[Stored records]
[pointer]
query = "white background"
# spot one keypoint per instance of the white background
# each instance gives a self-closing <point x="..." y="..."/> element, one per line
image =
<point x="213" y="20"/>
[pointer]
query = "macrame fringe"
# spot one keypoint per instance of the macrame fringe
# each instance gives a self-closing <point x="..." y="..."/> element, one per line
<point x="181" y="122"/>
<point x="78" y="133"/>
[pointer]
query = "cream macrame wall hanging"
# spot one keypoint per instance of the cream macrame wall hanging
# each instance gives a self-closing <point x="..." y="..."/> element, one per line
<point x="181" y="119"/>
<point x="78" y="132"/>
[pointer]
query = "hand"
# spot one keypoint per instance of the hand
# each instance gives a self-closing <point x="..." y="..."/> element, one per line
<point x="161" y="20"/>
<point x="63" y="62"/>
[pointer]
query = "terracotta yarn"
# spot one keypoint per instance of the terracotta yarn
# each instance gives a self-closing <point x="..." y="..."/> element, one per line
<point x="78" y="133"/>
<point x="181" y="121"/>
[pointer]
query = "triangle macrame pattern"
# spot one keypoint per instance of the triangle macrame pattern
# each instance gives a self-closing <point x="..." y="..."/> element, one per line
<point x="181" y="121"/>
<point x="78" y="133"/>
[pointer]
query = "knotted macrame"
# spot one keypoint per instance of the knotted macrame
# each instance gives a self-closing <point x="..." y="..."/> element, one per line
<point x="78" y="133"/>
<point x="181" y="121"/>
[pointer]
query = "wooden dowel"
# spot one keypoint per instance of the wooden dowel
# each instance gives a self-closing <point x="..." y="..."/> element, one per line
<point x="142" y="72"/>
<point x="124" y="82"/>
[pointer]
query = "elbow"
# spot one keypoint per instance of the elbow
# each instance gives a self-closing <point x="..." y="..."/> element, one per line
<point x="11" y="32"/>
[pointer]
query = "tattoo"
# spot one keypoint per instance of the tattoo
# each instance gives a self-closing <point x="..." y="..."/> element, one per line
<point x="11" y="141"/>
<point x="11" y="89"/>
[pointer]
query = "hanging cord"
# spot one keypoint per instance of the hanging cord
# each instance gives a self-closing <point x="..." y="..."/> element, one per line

**EXERCISE PROMPT**
Restate every entry word for word.

**ANSWER TO THE PROBLEM**
[pointer]
query = "white background"
# spot one keypoint per instance of the white background
# each instance gives a self-closing <point x="..." y="..."/> element, one per line
image =
<point x="213" y="20"/>
[pointer]
query = "macrame fringe"
# spot one keypoint per instance of the macrame fringe
# each instance gives a self-closing <point x="..." y="..."/> element, one per line
<point x="181" y="122"/>
<point x="78" y="133"/>
[pointer]
query = "cream macrame wall hanging"
# spot one keypoint per instance of the cream macrame wall hanging
# each instance gives a self-closing <point x="..." y="..."/> element, one per line
<point x="181" y="119"/>
<point x="78" y="132"/>
[pointer]
query = "hand"
# spot one keypoint per instance of the hand
# each instance gives a self-closing <point x="..." y="..."/> element, one per line
<point x="161" y="20"/>
<point x="63" y="62"/>
[pointer]
query = "terracotta yarn"
# spot one keypoint per instance of the terracotta yarn
# each instance gives a self-closing <point x="..." y="..."/> element, one per line
<point x="78" y="133"/>
<point x="181" y="121"/>
[pointer]
query = "triangle macrame pattern"
# spot one keypoint per instance of the triangle macrame pattern
# each instance gives a self-closing <point x="..." y="..."/> element, one per line
<point x="181" y="121"/>
<point x="78" y="133"/>
[pointer]
query = "knotted macrame"
# spot one keypoint per instance of the knotted macrame
# each instance gives a self-closing <point x="..." y="..."/> element, one per line
<point x="78" y="133"/>
<point x="181" y="121"/>
[pointer]
query = "wooden dowel"
# spot one keypoint per instance of the wooden dowel
# each instance gives a self-closing <point x="..." y="..."/> element, one per line
<point x="142" y="72"/>
<point x="124" y="82"/>
[pointer]
query = "elbow"
# spot one keypoint per instance of the elbow
# each instance gives a self-closing <point x="..." y="..."/> element, one per line
<point x="11" y="32"/>
[pointer]
query = "tattoo"
# spot one keypoint per instance of the tattoo
# each instance gives a self-closing <point x="..." y="..."/> element, one per line
<point x="11" y="141"/>
<point x="11" y="89"/>
[pointer]
query = "hanging cord"
# spot one keypoint per instance of the hanging cord
# each instance gives a self-closing <point x="..." y="..."/> element, one per line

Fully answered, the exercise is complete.